Aufgabenstellung: Zum Ehrenmitglied welches Vereins wurde Curt laut dem Brief aus München ernannt?

Auszug:
Franziska Rheinberger berichtet von der Pragreise und weiteren Entwicklungen in ihrem Leben.


Brief von Franziska Rheinberger an David Rheinberger:

München, den 28. April 72.

Lieber David!

Da ich Sehnsucht habe von Vaduz Nachricht zu bekommen und ich auch fürchte, dass Maly meinen letzten Brief nicht erhalten, versuche ich es einmal wieder, Dir zu schreiben, zumal ich weiss, wie pünktlich Du im Beantworten der Briefe bist, so dass auch ich mir ein Beispiel an Dir nehmen darf.

Von Peter erhielt ich vor einigen Wochen einen zufriedenen Brief über die Besserung im Befinden Theresens, doch schrieb er so viel wie nichts von den Eltern, Euch und Egon und ich möchte gar gerne wissen, wie es bei Euch steht.

Unsere Pragerreise wird Dich interessirt haben, nicht wahr? Dass Curt dort Ehre einlegte mit seiner Kunst mag Dir beweisen, dass er vor einigen Tagen ein Diplom zugesandt bekam, durch welches er einstimmig zum Ehren- Mitglied des Vereins zur Beförderung der Tonkunst in Böhmen ernannt wurde, eine Ehre, mit der man nicht so sehr freigebig in Böhmen ist. -

Seit gestern sind wir auch mit dem Clavierauszug der neuen Oper fertig, doch wird dieselbe erst im Herbste dran kommen, was Curt auch viel lieber ist, da er jetzt, nach der angestrengten Arbeit lieber Erholung hat und sucht. Die Hand ist noch immer nicht ganz geheilt und Buhl ordnete wieder das Bad Bichl für den September und Kreuth für den August an. Es ware zu wünschen, dass diess Leiden endlich gehoben würde. Im Übrigen fühlt sich Curt viel wohler hier, als in Prag und Leipzig und freut sich ungemein über den schönen, lang ersehnten Frühling. /…/

Gegenwärtig wird von Curt eine lebensgrosse Büste gemacht, um dem Wunsche eines Bildhauers zu willfahren. Wenn er auch eine kleine Büste derselben nachmacht, so werde ich Euch eine zuschicken, das wird aber noch eine Weile dauern.

Gezeigtes Material:
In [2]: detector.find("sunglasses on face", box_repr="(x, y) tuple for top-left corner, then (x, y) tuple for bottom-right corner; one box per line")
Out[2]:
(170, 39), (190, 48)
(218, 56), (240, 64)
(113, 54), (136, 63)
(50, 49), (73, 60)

Ergebnis: Zum Ehrenmitglied des Vereins zur Beförderung der Tonkunst in Böhmen.